- [WORK REQUIRED]:
Rewrite the data below, replacing each "component" with "system" and leaving everything else untouched.

Start of RECORDS SHOWN

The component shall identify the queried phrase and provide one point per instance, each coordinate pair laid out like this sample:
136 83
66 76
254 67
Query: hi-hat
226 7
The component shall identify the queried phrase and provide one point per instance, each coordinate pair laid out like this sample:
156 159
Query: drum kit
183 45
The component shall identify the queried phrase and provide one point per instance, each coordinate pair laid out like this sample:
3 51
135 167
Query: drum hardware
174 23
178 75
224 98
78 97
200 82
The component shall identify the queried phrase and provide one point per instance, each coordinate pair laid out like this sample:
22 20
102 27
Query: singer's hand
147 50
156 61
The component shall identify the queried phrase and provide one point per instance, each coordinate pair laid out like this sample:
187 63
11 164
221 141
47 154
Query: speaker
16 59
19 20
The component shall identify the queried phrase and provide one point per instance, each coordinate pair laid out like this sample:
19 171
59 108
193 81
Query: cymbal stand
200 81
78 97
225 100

End of RECORDS SHOWN

- [WRITTEN RESPONSE]:
The system shall identify the queried phrase and provide one point per instance, each coordinate pair laid out like this sample:
136 83
66 76
254 67
Query: hi-hat
226 7
The system shall identify the queried phrase and provide one point per instance, each coordinate pair laid out like this sample:
156 159
Query: drum kit
183 45
The system shall identify the queried phrase and provide one point per instance, each coordinate pair laid out like this sample:
3 51
135 167
Query: drum hardware
174 23
178 75
224 98
78 97
200 82
The system shall identify the queried phrase and provide one point per instance, each coordinate pair laid out like this sample:
22 20
102 27
Query: singer's hand
147 50
156 61
The system shall identify the queried phrase and provide one point per instance, each coordinate pair laid out like this sample:
187 63
11 164
221 141
47 154
Query: speaker
16 59
19 20
The system shall identify the queried phrase and provide one point per instance, each coordinate pair laid out like this sample:
19 171
59 108
193 81
Query: cymbal stand
200 81
78 97
225 100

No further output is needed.